- _Texto apresentado_:
────
A Maria de Lourdes foi o motor desta temática em Portugal. Teve uma visão pioneira ao olhar estas questões como de carácter político, e não apenas questões sociais, no sentido em que são responsabilidade do Estado e da sociedade lutar contra a discriminação.
Maria de Lourdes Pintassilgo foi, de facto, Primeira-Ministra (a 3ª da Europa), mas parece ficar esquecida. Acha que se deve só ao facto de ser mulher, ou a situação inconstante na altura também contribui para isso?
Acho que tem a ver com tudo. A figura dela foi, de facto, muito apagada e acho que o país não a reconheceu devidamente o papel e a dimensão que ela teve. Eu até tenho a sensação que ela era muito mais reconhecida a nível internacional do que nacional.
Quando a Maria de Lourdes morreu, eu estava nos Estados Unidos. No dia seguinte encontrei a Srª. Angela King e ela disse-me: “Regina, acabei de saber da morte da Maria de Lourdes Pintassilgo. Que grande perda para o vosso país”. E eu continuo, ainda hoje, a pensar se o país sentiu assim tanto esta grande perda. Por este e por outros episódios, ela tinha uma estatura, um respeito e uma admiração que talvez não tenha tido em Portugal. Basta ver a multiplicidade de sítios institucionais, internacionais em que ela participou. São mais conhecidos, de facto, as Nações Unidas, a Universidade das Nações Unidas, a OCDE, a participação dela no Comité de Sábios da Comissão Europeia.
Durante os anos 60, a Regina esteve nos Estados Unidos da América e acompanhou de perto os movimentos cívicos pelos direitos das mulheres e contra o racismo. De que forma é que os vivenciou?
Eu estive nos EUA na altura em que colaborei com o Graal, numa instituição universitária mas que não fazia parte das universidades superiores. Isto foi nos anos 60, e estes anos foram anos de grande desenvolvimento. Os países em desenvolvimento entraram para as Nações Unidas, e houve uma grande tomada de consciência dos problemas desses países e da situação das mulheres desses países. E foi também a década a favor dos grandes movimentos cívicos e sociais. Aliás, eu estava nos EUA quando foi aquela grande marcha sobre Washington com o Martin Luther King e o discurso “I Have a Dream”. Esse também foi o início dos novos feminismos.
O que é que a fez ir para os Estados Unidos?
No fundo foi o desejo de ver o mundo. Portugal, nessa altura, era uma sociedade fechada, mas tive a sorte dos meus pais, por serem pessoas abertas, de ter ido para a Holanda, para a Alemanha, França. E fiquei sempre com esse desejo de conhecer outras pessoas, outras mentalidades, outras sociedades.
Há alguma experiência que a tenha marcado nos EUA?
Foi um ano muito intenso. O experimentar uma cultura completamente diferente, o perceber o que é o sonho americano. Lembro-me de, no Verão, ir com 4 outras colegas trabalhar num projeto na Califórnia, e eu estava em Cincinatti, em Ohio, com crianças mexicanas. E, para ir até lá, fizemos de carro parte da route 66, a mother road [estrada mãe] e passámos por reservas índias percebemos como tudo aquilo foi sendo construído.
Quando voltou para Portugal sentiu muita diferença?
────
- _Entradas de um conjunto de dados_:
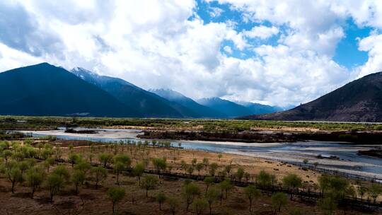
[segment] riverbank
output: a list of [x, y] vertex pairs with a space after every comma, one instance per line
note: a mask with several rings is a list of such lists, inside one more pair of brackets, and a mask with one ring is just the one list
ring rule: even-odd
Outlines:
[[253, 131], [238, 133], [195, 131], [144, 130], [139, 138], [199, 140], [246, 143], [296, 142], [308, 140], [340, 141], [359, 144], [382, 144], [381, 132], [277, 132]]

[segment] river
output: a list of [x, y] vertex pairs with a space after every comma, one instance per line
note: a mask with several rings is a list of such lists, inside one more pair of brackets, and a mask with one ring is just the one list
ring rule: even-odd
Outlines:
[[[64, 128], [50, 131], [21, 131], [23, 133], [38, 137], [53, 135], [59, 139], [89, 140], [101, 142], [115, 142], [141, 140], [137, 135], [139, 129], [85, 129], [97, 130], [97, 134], [65, 133]], [[231, 153], [238, 155], [277, 160], [292, 163], [302, 163], [308, 159], [308, 163], [318, 163], [321, 169], [382, 180], [382, 159], [357, 154], [359, 150], [369, 150], [382, 145], [357, 145], [348, 143], [303, 141], [294, 143], [238, 143], [204, 141], [169, 140], [174, 146], [180, 143], [186, 149], [204, 150], [212, 152]], [[324, 158], [318, 158], [320, 155]], [[330, 159], [330, 156], [337, 159]]]

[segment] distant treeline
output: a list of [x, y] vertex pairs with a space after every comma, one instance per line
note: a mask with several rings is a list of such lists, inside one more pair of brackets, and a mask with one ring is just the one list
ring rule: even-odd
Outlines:
[[357, 144], [380, 144], [381, 132], [204, 132], [186, 131], [144, 131], [139, 137], [158, 139], [187, 139], [233, 142], [294, 142], [298, 141], [340, 141]]
[[284, 127], [317, 129], [325, 131], [382, 130], [382, 125], [366, 123], [255, 121], [203, 119], [134, 119], [108, 117], [62, 117], [0, 116], [0, 129], [54, 129], [58, 127], [148, 127], [156, 129], [182, 129], [216, 132], [241, 132], [260, 128]]

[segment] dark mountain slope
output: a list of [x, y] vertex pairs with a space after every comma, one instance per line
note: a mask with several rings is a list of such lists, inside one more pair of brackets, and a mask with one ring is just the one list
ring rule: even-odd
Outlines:
[[83, 80], [103, 89], [125, 105], [140, 110], [149, 117], [195, 117], [197, 115], [182, 105], [168, 101], [125, 80], [99, 76], [82, 68], [71, 72]]
[[382, 122], [382, 72], [352, 81], [290, 110], [243, 119]]
[[184, 95], [170, 90], [170, 89], [156, 89], [150, 90], [151, 92], [157, 94], [171, 102], [177, 103], [197, 113], [199, 117], [207, 118], [221, 118], [226, 116], [210, 108], [200, 105], [192, 99], [185, 96]]
[[0, 73], [0, 114], [141, 116], [105, 91], [47, 63]]
[[199, 100], [198, 102], [204, 106], [222, 112], [228, 118], [252, 114], [252, 112], [247, 108], [219, 98], [203, 98]]

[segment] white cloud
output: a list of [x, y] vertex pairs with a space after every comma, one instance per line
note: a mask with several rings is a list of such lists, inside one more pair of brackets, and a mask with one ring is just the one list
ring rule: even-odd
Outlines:
[[232, 49], [231, 48], [231, 47], [226, 45], [223, 49], [224, 50], [224, 52], [228, 54], [232, 54]]
[[211, 17], [220, 16], [220, 15], [221, 15], [221, 13], [224, 11], [223, 11], [223, 9], [216, 7], [211, 7], [210, 9], [211, 11], [209, 12], [209, 16]]
[[[332, 60], [346, 36], [347, 19], [360, 27], [382, 26], [379, 1], [219, 1], [241, 11], [241, 21], [260, 25], [241, 32], [237, 20], [206, 24], [197, 16], [190, 19], [197, 6], [192, 0], [0, 2], [0, 14], [9, 15], [6, 21], [0, 18], [0, 69], [47, 61], [195, 98], [221, 96], [279, 105], [307, 102], [359, 74], [381, 70], [378, 31], [360, 38], [359, 49], [369, 52], [365, 65], [348, 71]], [[212, 10], [216, 16], [222, 12]], [[279, 37], [277, 45], [248, 42], [273, 35]], [[221, 52], [226, 40], [232, 48], [256, 54], [228, 57]], [[223, 50], [230, 54], [232, 48]]]
[[255, 26], [250, 30], [245, 31], [244, 35], [250, 38], [259, 37], [262, 40], [269, 38], [279, 33], [279, 29], [274, 26]]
────
- _Tarefa a realizar_: Continue a entrevista sobre Maria de Lourdes Pintassilgo e a experiência nos Estados Unidos, começando logo a seguir à última pergunta apresentada.

- _Resultado da tarefa_:
Era uma sociedade diferente! Quando vim para Portugal fui trabalhar para Coimbra para um centro do Graal, com estudantes universitários. E trabalhar com universitários é muito diferente de estar num emprego mais tradicional. Portanto sentia-se alguma abertura. Não foi complicado. Aliás, passados dois anos fui-me embora para Inglaterra.
Como é que era ser feminista antes do 25 de Abril?
A palavra feminista antes do 25 de Abril não se usava. É evidente que o tema “Mulher” e o papel e a situação das Mulheres no mundo já era um tema, especialmente nos anos 60, que se sentia. Quer nos círculos académicos, quer nos movimentos cristãos progressistas. Logo no início da década o Jornal da Associação Académica de Coimbra, que se chama “A Via Latina”, publicou uma carta aberta às jovens portuguesas. Era uma chamada de responsabilidade às jovens portuguesas em que dizia que tinham que ter os mesmos direitos e que a sociedade não as podia oprimir enquanto pessoas. Foi uma carta que despertou um enorme brado, de alguma discordância e até de algum escândalo. Sentia-se que era um tema que estava a germinar. Não foi um grande espanto quando a seguir ao 25 de Abril surgiram uma série de organizações, como o Movimento de Libertação das Mulheres (MLM), muitas coisas vieram, de facto, ao de cima.
A Regina esteve sempre na linha da frente pelos Direitos das Mulheres, esteve na Conferência do México, integrou a Comissão da Condição Feminina, foi membro da Comissão Europeia e do Comité para a Eliminação da Violência contra as Mulheres. Se pudesse escolher, qual seria o momento mais importante que vivenciou na luta pela Igualdade de Género?
O marco a nível internacional que se considera que foi o princípio da introdução destas questões foi a declaração do ano internacional da Mulher em 1975. Aquela foi a primeira grande conferência, na Cidade do México. Foi o assumir junto da comunidade internacional destas questões como questões que devem entrar na agenda política. Com a declaração que foi feita, com o programa de ação, com a criação da década das Nações Unidas para as Mulheres. E foi muito interessante porque coincidiu com a nossa mudança a nível nacional. Houve o proclamar da igualdade na constituição e a alteração do código civil, as leis da família, a lei da igualdade e do emprego.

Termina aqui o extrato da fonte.